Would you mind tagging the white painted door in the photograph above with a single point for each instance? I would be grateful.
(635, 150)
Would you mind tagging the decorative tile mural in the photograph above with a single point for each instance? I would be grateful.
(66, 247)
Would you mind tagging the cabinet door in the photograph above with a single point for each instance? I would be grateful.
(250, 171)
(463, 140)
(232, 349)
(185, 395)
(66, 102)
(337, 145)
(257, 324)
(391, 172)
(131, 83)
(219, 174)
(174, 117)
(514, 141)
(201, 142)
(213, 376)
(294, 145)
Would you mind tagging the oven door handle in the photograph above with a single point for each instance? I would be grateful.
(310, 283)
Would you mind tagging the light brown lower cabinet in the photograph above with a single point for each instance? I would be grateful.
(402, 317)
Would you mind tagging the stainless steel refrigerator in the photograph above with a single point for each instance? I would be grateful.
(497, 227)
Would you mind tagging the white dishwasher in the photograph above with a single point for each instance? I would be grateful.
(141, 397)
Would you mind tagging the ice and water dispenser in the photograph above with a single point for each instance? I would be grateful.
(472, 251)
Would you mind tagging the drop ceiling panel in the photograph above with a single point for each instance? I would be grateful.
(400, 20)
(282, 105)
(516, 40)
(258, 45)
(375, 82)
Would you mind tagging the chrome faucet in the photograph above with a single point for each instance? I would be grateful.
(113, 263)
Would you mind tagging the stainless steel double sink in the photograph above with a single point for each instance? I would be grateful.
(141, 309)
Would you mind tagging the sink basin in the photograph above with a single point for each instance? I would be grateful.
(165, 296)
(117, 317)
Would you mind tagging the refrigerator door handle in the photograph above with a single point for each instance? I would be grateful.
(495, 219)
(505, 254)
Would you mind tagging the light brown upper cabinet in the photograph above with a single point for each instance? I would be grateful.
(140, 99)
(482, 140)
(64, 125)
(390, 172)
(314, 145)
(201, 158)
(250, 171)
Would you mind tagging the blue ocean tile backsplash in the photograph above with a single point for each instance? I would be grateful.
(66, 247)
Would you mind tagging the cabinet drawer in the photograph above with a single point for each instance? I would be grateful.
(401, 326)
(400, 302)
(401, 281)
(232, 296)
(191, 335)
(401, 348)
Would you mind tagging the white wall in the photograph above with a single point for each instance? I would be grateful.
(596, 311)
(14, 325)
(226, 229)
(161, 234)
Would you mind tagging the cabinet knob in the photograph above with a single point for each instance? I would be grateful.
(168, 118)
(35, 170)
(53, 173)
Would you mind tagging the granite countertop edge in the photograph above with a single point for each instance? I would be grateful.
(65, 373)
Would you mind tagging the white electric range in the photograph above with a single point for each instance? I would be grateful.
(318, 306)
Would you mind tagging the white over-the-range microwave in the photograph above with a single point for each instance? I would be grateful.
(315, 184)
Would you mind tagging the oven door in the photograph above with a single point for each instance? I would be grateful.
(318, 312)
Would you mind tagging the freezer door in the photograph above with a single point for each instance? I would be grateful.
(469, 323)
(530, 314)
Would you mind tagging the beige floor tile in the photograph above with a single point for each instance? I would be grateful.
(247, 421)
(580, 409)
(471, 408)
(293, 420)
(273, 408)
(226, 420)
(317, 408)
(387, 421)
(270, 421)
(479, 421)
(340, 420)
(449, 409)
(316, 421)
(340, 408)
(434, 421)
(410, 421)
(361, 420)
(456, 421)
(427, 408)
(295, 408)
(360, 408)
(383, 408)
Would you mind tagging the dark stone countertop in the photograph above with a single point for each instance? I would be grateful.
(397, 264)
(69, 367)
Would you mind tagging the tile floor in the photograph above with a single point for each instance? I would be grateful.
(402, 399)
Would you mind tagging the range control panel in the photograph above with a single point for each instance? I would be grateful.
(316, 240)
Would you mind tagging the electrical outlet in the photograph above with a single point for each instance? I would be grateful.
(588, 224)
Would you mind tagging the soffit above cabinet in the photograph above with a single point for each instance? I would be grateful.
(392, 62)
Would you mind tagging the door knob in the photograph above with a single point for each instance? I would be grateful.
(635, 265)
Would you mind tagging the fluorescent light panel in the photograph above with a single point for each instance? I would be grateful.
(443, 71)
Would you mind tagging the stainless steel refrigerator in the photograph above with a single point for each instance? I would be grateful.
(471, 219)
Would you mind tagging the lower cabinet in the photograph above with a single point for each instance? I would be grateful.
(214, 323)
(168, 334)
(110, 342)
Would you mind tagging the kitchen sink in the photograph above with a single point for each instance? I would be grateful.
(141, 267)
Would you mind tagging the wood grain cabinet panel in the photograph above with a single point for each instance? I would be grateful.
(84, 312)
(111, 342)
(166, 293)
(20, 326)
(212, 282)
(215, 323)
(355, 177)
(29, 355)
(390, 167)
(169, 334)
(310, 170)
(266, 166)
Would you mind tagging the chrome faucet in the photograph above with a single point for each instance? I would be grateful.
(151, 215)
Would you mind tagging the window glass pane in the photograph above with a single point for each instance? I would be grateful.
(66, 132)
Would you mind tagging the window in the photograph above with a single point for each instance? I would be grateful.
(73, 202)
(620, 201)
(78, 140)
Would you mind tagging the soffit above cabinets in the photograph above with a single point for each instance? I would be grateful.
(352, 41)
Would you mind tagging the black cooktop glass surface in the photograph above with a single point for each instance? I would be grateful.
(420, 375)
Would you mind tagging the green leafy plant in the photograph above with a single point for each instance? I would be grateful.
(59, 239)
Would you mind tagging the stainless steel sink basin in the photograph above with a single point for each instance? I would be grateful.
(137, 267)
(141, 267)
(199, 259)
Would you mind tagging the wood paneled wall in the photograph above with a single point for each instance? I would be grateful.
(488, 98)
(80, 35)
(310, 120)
▬▬▬
GOAL OF THE EXERCISE:
Print the whole listing again, exactly.

WRITTEN ANSWER:
Would you mind tagging the white painted door in the photograph above with a single point for each instance? I would be grateful.
(635, 150)
Would you mind tagging the decorative tile mural in the photograph above with a single point for each instance? I would be grateful.
(66, 247)
Would you mind tagging the cabinet door in the photograph above with a single point for each instance? I would be grateful.
(250, 171)
(463, 140)
(232, 349)
(185, 395)
(66, 102)
(337, 145)
(257, 324)
(391, 172)
(131, 83)
(219, 174)
(174, 117)
(514, 141)
(201, 142)
(213, 376)
(294, 145)
Would you mind tagging the oven door handle in the photograph above with a single point for each instance? I would be grateful.
(310, 283)
Would you mind tagging the light brown lower cabinet in the photograph above with a single point for each instance? I would be grateful.
(402, 317)
Would you mind tagging the stainless steel refrigerator in the photograph above with a single point for each instance? I would be grateful.
(497, 227)
Would you mind tagging the white dishwasher in the photograph above with a single point for each instance? I would be grateful.
(141, 397)
Would you mind tagging the ice and water dispenser in the photograph above with a single point for each instance? I would be grateful.
(472, 251)
Would you mind tagging the drop ceiling panel in the photograph above with a single point for each instance? I would be grateful.
(400, 20)
(282, 105)
(516, 40)
(258, 45)
(375, 82)
Would you mind tagging the chrome faucet in the photograph above with a single point for each instance? I would be grateful.
(113, 263)
Would you mind tagging the stainless steel double sink in the photograph above with a single point for each instance? I would be grateful.
(141, 309)
Would you mind tagging the sink basin in the photograph above with a single point for each instance? I would be grateful.
(165, 296)
(117, 317)
Would you mind tagging the refrigerator door handle in the photograph above with a single point for each instance? I would be grateful.
(495, 219)
(505, 254)
Would you mind tagging the light brown upper cabinet in the photograph above with a single point for each instance? I would be grateful.
(140, 99)
(482, 140)
(64, 125)
(390, 172)
(314, 145)
(201, 158)
(250, 171)
Would you mind tagging the blue ocean tile backsplash in the photograph above with a single point for each instance? I would be grateful.
(66, 247)
Would you mind tagging the cabinet drawer in the photograph above with a single point for each instance? I would be grateful.
(401, 326)
(400, 302)
(401, 281)
(232, 296)
(191, 335)
(401, 348)
Would you mind tagging the white wall in the photograph above with a single point for each instance? I would be grateful.
(596, 311)
(14, 325)
(226, 229)
(161, 234)
Would you mind tagging the cabinet knob in the photograph above with a single point for each instance? I would be grateful.
(168, 118)
(35, 170)
(53, 173)
Would you mind tagging the granite countertop edge in the photograph above with a single point for each instance? I would be grateful.
(65, 373)
Would you mind tagging the white electric range in the photograph above with a single point for each instance? I would be grateful.
(318, 306)
Would you mind tagging the white over-the-range microwave in the photograph above with a single point for each instance? I would be grateful.
(315, 184)
Would you mind tagging the oven door in the photograph above with a single point for each instance? I would be grateful.
(318, 312)
Would you mind tagging the freezer door in the photograph above with a single point for each instance? I would be grateful.
(469, 323)
(530, 314)
Would you mind tagging the beige floor tile in the photograph above with a single point for each instance? I would be grateful.
(247, 421)
(580, 409)
(471, 408)
(293, 420)
(273, 408)
(226, 420)
(317, 408)
(387, 421)
(270, 421)
(479, 421)
(340, 420)
(449, 409)
(316, 421)
(340, 408)
(434, 421)
(410, 421)
(361, 420)
(456, 421)
(427, 408)
(295, 408)
(360, 408)
(383, 408)
Would you mind tagging the dark stone countertop in the photograph above with a single point for each instance? I would be grateful.
(397, 264)
(69, 367)
Would you mind tagging the tile floor in the photograph above with a single point for each instance? I would be grateful.
(402, 399)
Would you mind tagging the range control panel in the photograph above with a single point for each instance? I would be grateful.
(316, 240)
Would you mind tagging the electrical outlet in the photograph above with a single point for each instance? I would be grateful.
(588, 224)
Would you mind tagging the soffit above cabinet in the photograph above with a single point for each instance? I would be grateful.
(392, 62)
Would you mind tagging the door knob in the photograph above with a single point for each instance? I would be grateful.
(635, 265)
Would you mind tagging the fluorescent light panel in the photograph above with a single point for each instance? I would be grateful.
(443, 71)
Would you mind tagging the stainless steel refrigerator in the photograph above with a single point for each instance? I would be grateful.
(471, 219)
Would you mind tagging the lower cabinet in the photograph above with a single point for each instance? I would be grateful.
(214, 323)
(168, 334)
(110, 342)
Would you mind tagging the kitchen sink in the photograph above with a single point for each instance? I would be grateful.
(141, 267)
Would you mind tagging the wood grain cabinet panel in the photograph above with a single point for each instance? I would be grateful.
(84, 312)
(111, 342)
(166, 293)
(20, 326)
(212, 282)
(215, 323)
(355, 177)
(29, 355)
(390, 167)
(169, 334)
(310, 170)
(266, 166)
Would you mind tagging the chrome faucet in the photograph above with a single point for each instance? I would be grateful.
(151, 215)
Would you mind tagging the window glass pane in the photograph above with a single point for each instance? I would be grateful.
(66, 132)
Would you mind tagging the window in the photograph above with a single point for each instance? I would be grateful.
(73, 202)
(620, 201)
(78, 140)
Would you mind tagging the soffit above cabinets in the photograph above with a single point for each instance? I would be grateful.
(352, 41)
Would you mind tagging the black cooktop glass surface in the photograph above with a single point for each instance? I would be grateful.
(420, 375)
Would you mind tagging the green leafy plant in the photograph above with a single point for each instance? I would be grateful.
(59, 239)
Would you mind tagging the stainless steel sink basin in the photograph above with a single point for each instance? I would be grateful.
(137, 267)
(141, 267)
(199, 259)
Would you mind tagging the wood paneled wall in the photograph above with a single point for each instance? I would be grateful.
(488, 98)
(80, 35)
(310, 120)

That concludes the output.